**Your objective**
Repeat the data verbatim.

**Data excerpts**
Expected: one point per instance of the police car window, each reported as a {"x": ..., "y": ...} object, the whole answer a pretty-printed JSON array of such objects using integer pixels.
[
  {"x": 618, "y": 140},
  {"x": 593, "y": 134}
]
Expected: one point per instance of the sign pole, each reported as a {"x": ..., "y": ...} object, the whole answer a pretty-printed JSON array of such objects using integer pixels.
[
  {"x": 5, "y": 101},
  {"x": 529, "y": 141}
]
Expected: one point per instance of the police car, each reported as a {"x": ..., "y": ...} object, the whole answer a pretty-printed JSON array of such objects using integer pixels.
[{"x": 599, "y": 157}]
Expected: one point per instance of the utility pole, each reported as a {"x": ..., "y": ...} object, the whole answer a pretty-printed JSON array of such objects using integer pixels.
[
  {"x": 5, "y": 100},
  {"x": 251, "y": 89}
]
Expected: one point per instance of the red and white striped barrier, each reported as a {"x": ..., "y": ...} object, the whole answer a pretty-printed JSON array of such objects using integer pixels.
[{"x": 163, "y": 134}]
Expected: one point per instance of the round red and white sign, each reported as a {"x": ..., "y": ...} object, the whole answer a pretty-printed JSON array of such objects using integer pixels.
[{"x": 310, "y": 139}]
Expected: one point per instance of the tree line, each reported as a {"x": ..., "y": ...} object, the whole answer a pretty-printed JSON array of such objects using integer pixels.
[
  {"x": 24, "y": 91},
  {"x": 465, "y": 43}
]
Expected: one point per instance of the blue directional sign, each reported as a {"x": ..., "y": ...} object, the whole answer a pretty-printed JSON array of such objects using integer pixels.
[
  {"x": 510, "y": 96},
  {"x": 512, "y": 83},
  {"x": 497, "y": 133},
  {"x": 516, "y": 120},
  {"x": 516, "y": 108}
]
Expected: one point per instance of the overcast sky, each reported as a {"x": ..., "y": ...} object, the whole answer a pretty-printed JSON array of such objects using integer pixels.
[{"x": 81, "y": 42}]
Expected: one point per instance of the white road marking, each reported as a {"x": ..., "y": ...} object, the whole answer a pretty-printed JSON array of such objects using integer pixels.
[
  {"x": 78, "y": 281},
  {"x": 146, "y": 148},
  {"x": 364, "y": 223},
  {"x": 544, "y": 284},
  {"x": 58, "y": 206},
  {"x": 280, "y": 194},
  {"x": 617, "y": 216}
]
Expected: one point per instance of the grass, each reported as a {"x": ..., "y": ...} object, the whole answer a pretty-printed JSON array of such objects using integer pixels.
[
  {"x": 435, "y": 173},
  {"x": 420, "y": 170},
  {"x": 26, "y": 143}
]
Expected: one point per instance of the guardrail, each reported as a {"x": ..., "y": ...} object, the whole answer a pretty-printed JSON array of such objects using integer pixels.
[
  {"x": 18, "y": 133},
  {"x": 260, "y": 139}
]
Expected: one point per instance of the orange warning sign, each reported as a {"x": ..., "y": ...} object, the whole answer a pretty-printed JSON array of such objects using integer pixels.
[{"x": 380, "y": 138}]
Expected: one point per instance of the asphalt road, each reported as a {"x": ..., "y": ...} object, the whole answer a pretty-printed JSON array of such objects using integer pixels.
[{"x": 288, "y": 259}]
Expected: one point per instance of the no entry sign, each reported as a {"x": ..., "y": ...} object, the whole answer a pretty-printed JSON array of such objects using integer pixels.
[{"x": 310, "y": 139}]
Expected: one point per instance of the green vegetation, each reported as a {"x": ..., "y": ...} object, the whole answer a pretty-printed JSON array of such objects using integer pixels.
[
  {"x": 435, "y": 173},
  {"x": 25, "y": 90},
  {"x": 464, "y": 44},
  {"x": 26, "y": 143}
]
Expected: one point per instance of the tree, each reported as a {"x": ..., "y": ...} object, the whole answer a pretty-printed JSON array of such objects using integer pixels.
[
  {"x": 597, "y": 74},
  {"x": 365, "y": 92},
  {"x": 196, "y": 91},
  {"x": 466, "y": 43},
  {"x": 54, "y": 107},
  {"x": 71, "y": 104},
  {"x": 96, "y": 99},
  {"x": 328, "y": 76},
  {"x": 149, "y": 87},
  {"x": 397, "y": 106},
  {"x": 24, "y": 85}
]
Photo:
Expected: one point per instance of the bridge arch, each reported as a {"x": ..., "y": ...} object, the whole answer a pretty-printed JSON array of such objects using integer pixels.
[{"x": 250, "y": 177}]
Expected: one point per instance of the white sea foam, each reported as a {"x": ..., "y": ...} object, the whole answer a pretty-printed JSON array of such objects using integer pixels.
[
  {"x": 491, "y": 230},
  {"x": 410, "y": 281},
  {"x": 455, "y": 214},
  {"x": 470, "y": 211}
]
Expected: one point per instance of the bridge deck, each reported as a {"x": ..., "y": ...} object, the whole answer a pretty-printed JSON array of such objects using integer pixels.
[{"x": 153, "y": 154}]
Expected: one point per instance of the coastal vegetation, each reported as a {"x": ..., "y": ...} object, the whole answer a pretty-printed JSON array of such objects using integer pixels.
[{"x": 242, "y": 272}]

**Task result**
Expected: one point per instance of the police car window, each reported as a {"x": ..., "y": ...} object, the whole answer a pretty-printed JSON array of such objects using integer pixels.
[
  {"x": 618, "y": 140},
  {"x": 593, "y": 134}
]
Expected: one point per instance of the sign pole, each reported as a {"x": ..., "y": ...} object, the whole answer a pretty-printed JSON array of such objects using integer pixels.
[
  {"x": 5, "y": 101},
  {"x": 529, "y": 141}
]
Expected: one point per instance of the police car, each reported as a {"x": ..., "y": ...} object, the whole answer a pretty-printed JSON array of such objects using integer pixels.
[{"x": 599, "y": 157}]
Expected: one point per instance of the utility pole, each reported as a {"x": ..., "y": ...} object, the whole answer a pretty-printed JSON array of such objects using integer pixels.
[
  {"x": 5, "y": 100},
  {"x": 251, "y": 89}
]
Expected: one point per instance of the red and white striped barrier, each reported as a {"x": ..., "y": ...} object, the whole answer a pretty-printed JSON array of such objects using integer pixels.
[{"x": 163, "y": 134}]
Expected: one point per instance of the round red and white sign, each reported as a {"x": ..., "y": ...} object, the whole answer a pretty-printed JSON array of such objects using integer pixels.
[{"x": 310, "y": 139}]
Expected: one point per instance of the tree line, each reported as a {"x": ..., "y": ...} object, the whole answer a pretty-printed JSON array of such objects using integer pixels.
[
  {"x": 24, "y": 91},
  {"x": 465, "y": 43}
]
Expected: one point per instance of the blue directional sign, each reported as a {"x": ..., "y": ...} object, the whole answer a pretty-printed JSON array of such objects using integer pixels.
[
  {"x": 510, "y": 96},
  {"x": 512, "y": 83},
  {"x": 497, "y": 133},
  {"x": 516, "y": 120},
  {"x": 516, "y": 108}
]
Expected: one point per instance of the overcast sky, each reported as a {"x": ..., "y": ...} object, the whole answer a pretty-printed JSON array of such objects using integer pixels.
[{"x": 81, "y": 42}]
Expected: one point per instance of the white road marking, each reported as a {"x": ..., "y": ...} object, the whole answer a pretty-printed JSON array of such objects using integer pixels.
[
  {"x": 78, "y": 281},
  {"x": 146, "y": 148},
  {"x": 364, "y": 223},
  {"x": 544, "y": 284},
  {"x": 58, "y": 206},
  {"x": 280, "y": 194},
  {"x": 617, "y": 216}
]
Expected: one point per instance of the grass, each reported as a {"x": ..., "y": ...} object, the whole answer a pretty-printed JSON array of such objects using integer pixels.
[
  {"x": 435, "y": 173},
  {"x": 420, "y": 170},
  {"x": 26, "y": 143}
]
Expected: one point per instance of the guardrail, each reported as a {"x": ..., "y": ...} object, the whole answer a pretty-printed JSON array of such objects using integer pixels.
[
  {"x": 18, "y": 133},
  {"x": 260, "y": 139}
]
Expected: one point per instance of the orange warning sign, each reported as a {"x": ..., "y": ...} object, the whole answer a pretty-printed JSON array of such objects using integer pixels.
[{"x": 380, "y": 138}]
Expected: one point per instance of the asphalt road, each reported as a {"x": ..., "y": ...} object, the whole answer a pretty-printed JSON array of such objects using integer pixels.
[{"x": 288, "y": 259}]
Expected: one point per instance of the no entry sign, each reported as a {"x": ..., "y": ...} object, the whole answer a pretty-printed JSON array of such objects using integer pixels.
[{"x": 310, "y": 139}]
Expected: one point per instance of the green vegetation, each reported as a {"x": ..., "y": ...} object, the whole answer a pretty-printed JSON array of such objects using integer pixels.
[
  {"x": 435, "y": 173},
  {"x": 25, "y": 90},
  {"x": 464, "y": 44},
  {"x": 26, "y": 143}
]
Expected: one point per instance of the tree, each reported as a {"x": ..., "y": ...} object, the whole answer a pretty-printed JSON array of such objects using integer pixels.
[
  {"x": 597, "y": 74},
  {"x": 365, "y": 92},
  {"x": 196, "y": 91},
  {"x": 466, "y": 43},
  {"x": 54, "y": 107},
  {"x": 71, "y": 104},
  {"x": 96, "y": 99},
  {"x": 328, "y": 76},
  {"x": 149, "y": 87},
  {"x": 397, "y": 106},
  {"x": 24, "y": 85}
]
Photo:
Expected: one point per instance of the bridge arch, each reported as a {"x": ..., "y": ...} object, the whole answer a pretty-printed JSON array of such objects using integer pixels.
[{"x": 250, "y": 177}]
Expected: one point per instance of the white sea foam, each reported as a {"x": ..., "y": ...} object, the whole answer a pretty-printed JSON array of such objects using integer pixels.
[
  {"x": 491, "y": 230},
  {"x": 410, "y": 281},
  {"x": 455, "y": 214},
  {"x": 470, "y": 211}
]
Expected: one point per instance of the bridge deck, each reported as a {"x": ..., "y": ...} object, the whole answer a pretty-printed JSON array of such objects using integer pixels.
[{"x": 153, "y": 154}]
Expected: one point per instance of the coastal vegetation, each reported as a {"x": ..., "y": ...} object, the whole answer a pretty-printed JSON array of such objects using integer pixels.
[{"x": 242, "y": 272}]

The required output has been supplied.